Coordinate annotation records:
———

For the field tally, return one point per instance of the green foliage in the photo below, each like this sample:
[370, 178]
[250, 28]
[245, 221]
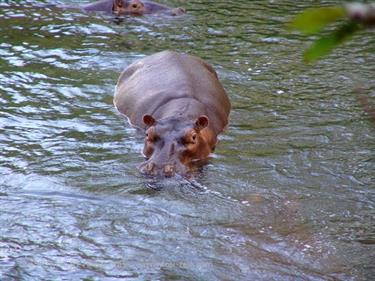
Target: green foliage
[314, 20]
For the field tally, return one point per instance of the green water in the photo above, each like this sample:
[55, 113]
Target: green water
[288, 194]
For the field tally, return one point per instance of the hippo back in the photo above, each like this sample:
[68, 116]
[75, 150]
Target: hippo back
[148, 85]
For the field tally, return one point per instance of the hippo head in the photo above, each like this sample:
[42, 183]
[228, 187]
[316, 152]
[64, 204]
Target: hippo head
[173, 145]
[125, 7]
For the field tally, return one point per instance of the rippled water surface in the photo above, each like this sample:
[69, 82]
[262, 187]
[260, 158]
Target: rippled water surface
[288, 194]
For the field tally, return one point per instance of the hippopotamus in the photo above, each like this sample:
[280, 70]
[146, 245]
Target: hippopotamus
[178, 102]
[129, 7]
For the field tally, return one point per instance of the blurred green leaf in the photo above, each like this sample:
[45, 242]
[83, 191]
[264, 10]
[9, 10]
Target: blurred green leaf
[313, 20]
[325, 44]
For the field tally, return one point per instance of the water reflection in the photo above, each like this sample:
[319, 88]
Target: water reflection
[288, 195]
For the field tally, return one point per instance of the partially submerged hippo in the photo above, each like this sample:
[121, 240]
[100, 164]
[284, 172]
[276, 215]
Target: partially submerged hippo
[179, 102]
[129, 7]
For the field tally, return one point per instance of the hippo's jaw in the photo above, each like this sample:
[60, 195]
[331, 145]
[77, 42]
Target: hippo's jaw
[167, 170]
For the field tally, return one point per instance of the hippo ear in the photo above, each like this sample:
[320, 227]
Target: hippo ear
[201, 122]
[148, 120]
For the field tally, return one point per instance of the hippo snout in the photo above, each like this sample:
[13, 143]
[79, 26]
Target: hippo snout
[166, 170]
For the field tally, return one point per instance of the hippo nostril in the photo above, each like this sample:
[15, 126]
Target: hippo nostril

———

» **Work to be completed**:
Produce an exact copy of the lines from the one containing "of the hippopotamus" through the last line, and of nothing else.

» **Output of the exercise**:
For the field tally, return one point per instance of the hippopotamus in the photo above, each like this sample:
[280, 70]
[146, 245]
Target: hippopotamus
[178, 102]
[129, 7]
For the field tally, return one point per instance of the blurred green leaf in the photo above, each like this sample:
[45, 242]
[83, 191]
[264, 10]
[9, 10]
Target: blurred green leaf
[313, 20]
[325, 44]
For the field tally, return one point per instance of the water reflection in the photo above, each like this sample:
[319, 88]
Target: water reflection
[288, 195]
For the field tally, return one point per instance of the partially submerged hippo in the photo above, each like this sample:
[121, 240]
[100, 164]
[284, 172]
[276, 215]
Target: partially submerged hippo
[179, 102]
[129, 7]
For the field tally, return one point per instance of the hippo's jaw in the photo above, each like this sample:
[60, 195]
[331, 145]
[77, 42]
Target: hippo's jaw
[167, 170]
For the field tally, return one point per instance of the hippo ear in the photo above, each like this sample:
[320, 227]
Target: hippo ear
[201, 122]
[148, 120]
For the field tally, return one point per instance of the hippo snout in the photo above, each like this sample:
[13, 143]
[79, 26]
Target: hippo snout
[166, 170]
For the field tally, return one point per instance of the hippo nostril in the photo above, each like this sample:
[15, 126]
Target: hippo nostril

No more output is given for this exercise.